_Jobs:_
a – Translate this sentence from the budgetary review report into Spanish: "Section 5(2) of the Money Bills Procedures and Related Matters Act (2009) enjoins parliamentary Portfolio Committees to compile Budgetary Review and Recommendations Reports (BRRR) for tabling to the National Assembly."
b – Answer these questions using the budgetary review report:
(i) Which section of the Money Bills Procedures and Related Matters Act sets out what the report's content should cover?
(ii) Which National Assembly rule gives the Portfolio Committee its oversight mandate?
(iii) Under which sections of the Public Finance Management Act did the COGTA Minister table the 2021-22 reports and audited financial statements?
c – Continue the Cooperative Governance and Traditional Affairs budgetary review report from its last sentence.

═══ Article ═══

ATC221020: Budgetary Review and Recommendations Report of the Portfolio Committee on Cooperative Governance and Traditional Affairs, Dated 20 October 2022

Cooperative Governance and Traditional Affairs

Budgetary Review and Recommendations Report of the Portfolio Committee on Cooperative Governance and Traditional Affairs, Dated 20 October 2022

 

Having considered the 2021-22 financial and service delivery performance information of the Departments of Cooperative Governance and Traditional Affairs, Municipal Infrastructure Support Agent, CRL Rights Commission, Municipal Demarcation Board, and the South African Local Government Association, the Portfolio Committee on Cooperative Governance and Traditional Affairs reports as follows:

 

  1. OVERVIEW

 

  1. Section 5(2) of the Money Bills Procedures and Related Matters Act (2009) enjoins parliamentary Portfolio Committees to compile Budgetary Review and Recommendations Reports (BRRR) for tabling to the National Assembly. In terms of Section 5(3) of the Act, the Report’s content is expected to encompass:

 

  • Assessment of service delivery performance given available resources;
  • Assessment of the effectiveness and efficiency of use and further allocation of available resources; and
  • Recommendations on the further use of resources.

 

  1. In line with Rule 227 of the National Assembly Rules, the Portfolio Committee is mandated to oversee the Departments of Cooperative Governance and Traditional Affairs (Votes 3 and 15), the Municipal Infrastructure Support Agent (MISA), the Commission for the Promotion and Protection of the Rights of Cultural, Religious and Linguistic communities (CRL Rights Commission), the South African Local Government Association (SALGA) and the Municipal Demarcation Board (MDB). The Cooperative Governance and Traditional Affairs (COGTA) Minister duly tabled the 2021-22 reports and audited financial statements of the relevant Departments and entities, in line with Sections 8(3) and 64(a) of the Public Finance Management Act (PFMA) 1999.

═══ Extracted entries ═══

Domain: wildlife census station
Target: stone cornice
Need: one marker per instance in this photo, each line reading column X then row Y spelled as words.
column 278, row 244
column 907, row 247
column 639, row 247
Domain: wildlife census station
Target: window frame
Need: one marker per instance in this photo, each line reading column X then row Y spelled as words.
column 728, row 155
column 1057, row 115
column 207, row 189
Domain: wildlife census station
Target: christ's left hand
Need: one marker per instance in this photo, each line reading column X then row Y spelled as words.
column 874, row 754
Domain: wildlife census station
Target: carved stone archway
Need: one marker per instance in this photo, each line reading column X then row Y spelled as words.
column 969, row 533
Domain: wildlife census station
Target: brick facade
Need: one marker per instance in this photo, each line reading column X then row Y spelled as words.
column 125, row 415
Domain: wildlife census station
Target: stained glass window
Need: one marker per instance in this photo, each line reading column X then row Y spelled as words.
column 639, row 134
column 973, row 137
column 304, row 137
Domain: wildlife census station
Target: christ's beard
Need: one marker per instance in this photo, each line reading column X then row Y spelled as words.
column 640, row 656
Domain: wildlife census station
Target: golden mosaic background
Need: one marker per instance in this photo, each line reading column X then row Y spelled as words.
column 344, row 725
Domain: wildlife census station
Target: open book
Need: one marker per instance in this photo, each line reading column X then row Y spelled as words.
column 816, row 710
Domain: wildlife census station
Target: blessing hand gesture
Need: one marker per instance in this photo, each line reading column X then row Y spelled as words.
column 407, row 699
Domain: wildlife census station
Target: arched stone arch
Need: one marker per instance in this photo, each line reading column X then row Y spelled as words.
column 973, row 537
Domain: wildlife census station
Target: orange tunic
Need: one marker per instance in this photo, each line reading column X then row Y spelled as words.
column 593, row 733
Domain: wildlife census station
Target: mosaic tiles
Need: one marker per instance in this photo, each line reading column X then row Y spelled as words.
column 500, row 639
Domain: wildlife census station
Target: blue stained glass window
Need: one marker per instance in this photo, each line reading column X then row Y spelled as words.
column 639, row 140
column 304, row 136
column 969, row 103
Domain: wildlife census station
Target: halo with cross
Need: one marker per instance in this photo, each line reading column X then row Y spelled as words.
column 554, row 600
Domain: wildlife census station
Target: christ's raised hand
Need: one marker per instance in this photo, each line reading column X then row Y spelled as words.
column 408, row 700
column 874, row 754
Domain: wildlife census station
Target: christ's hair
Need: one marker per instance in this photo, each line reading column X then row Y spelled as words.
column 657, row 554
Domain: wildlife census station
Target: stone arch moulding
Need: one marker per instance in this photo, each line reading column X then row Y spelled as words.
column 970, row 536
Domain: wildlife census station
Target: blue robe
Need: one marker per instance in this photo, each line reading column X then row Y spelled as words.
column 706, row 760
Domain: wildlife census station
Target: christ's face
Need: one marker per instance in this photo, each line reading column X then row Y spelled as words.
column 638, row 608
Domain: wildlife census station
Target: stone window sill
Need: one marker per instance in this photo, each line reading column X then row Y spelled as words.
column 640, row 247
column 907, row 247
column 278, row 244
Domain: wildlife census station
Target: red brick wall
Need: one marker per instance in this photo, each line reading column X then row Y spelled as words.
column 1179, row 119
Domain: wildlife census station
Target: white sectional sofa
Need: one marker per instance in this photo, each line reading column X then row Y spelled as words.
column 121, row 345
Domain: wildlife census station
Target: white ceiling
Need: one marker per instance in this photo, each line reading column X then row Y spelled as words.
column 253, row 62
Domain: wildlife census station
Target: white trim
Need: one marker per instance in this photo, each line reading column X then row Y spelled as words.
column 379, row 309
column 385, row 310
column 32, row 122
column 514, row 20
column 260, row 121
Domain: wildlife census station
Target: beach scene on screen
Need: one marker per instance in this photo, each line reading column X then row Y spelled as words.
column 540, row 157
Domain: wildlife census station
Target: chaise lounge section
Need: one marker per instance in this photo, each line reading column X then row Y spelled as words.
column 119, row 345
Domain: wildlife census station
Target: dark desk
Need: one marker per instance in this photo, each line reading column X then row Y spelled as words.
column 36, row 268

═══

_Responses for each task:_
a – La Sección 5(2) de la Ley de Procedimientos de Proyectos de Ley Financieros y Asuntos Conexos (2009) obliga a los Comités de Cartera parlamentarios a elaborar Informes de Revisión Presupuestaria y Recomendaciones (BRRR) para su presentación ante la Asamblea Nacional.

b –
(i) Section 5(3)
(ii) Rule 227
(iii) Sections 8(3) and 64(a) of the Public Finance Management Act (PFMA) 1999

c –
 

  1. These PFMA Sections instruct the Minister to submit the consolidated financial statements, and the audit report on those statements, to Parliament for tabling in both Houses. The reports have been tabled within the legislated deadline. From 10 – 18 October 2022, the Portfolio Committee convened meetings with the responsible Departments and Entities to consider their financial and service delivery performance in respect of the 2021-22 financial year. This report draws from the proceedings of these Departmental and Entity briefings, as well as the contributions of the Auditor-General’s Office. Overall, the COGTA Portfolio’s financial performance remained unchanged from the previous financial year, with the Department of Cooperative Governance (DCoG) still the only auditee with qualified auditing findings. All other auditees have received clean audits.

 

  1. DEPARTMENT OF COOPERATIVE GOVERNANCE

 

  1. As noted previously, the Department of Cooperative Governance is still the only auditee with qualified auditing findings. However, the qualification areas have reduced to three, from five in the previous financial year. All three qualification areas relate to the Community Work Programme (CWP). The Department is also the highest contributor to the irregular expenditure identified during the period under review, having incurred R500m to this end. This also relates mostly to the CWP, in particular contracts that did not follow proper Supply Chain Management (SCM) processes, including a contract concluded in 2018-19, which the Seriti Judgment declared irregular.  There also remains an unresolved R3.3bn in irregular expenditure emanating from prior years going back as far 2013.  

 

  1. The CWP was further predominantly responsible for the R4.4m incurred in fruitless and wasteful expenditure due to payments made to deceased CWP participants and those in the employ of the state. Although the Department incurred no unauthorised expenditure during the period under review, there is still an unresolved balance of R1.1m emanating from prior years. Thus, the bulk of the Department’s Unauthorised, Irregular, Fruitless and Wasteful (UIFW) expenditure has been inherited from prior years. Most problems in the CWP arise from the actions of the non-profit organisations (NPOs) hired by the Department as CWP Implementing Agents (IAs). Fundamentally, the IAs have insufficient experience with financial reporting obligations, including proper asset management systems. Their experience with procurement from a public sector perspective is also limited. According to the Minister, the Department would ideally not have IAs, if it was at liberty to do so.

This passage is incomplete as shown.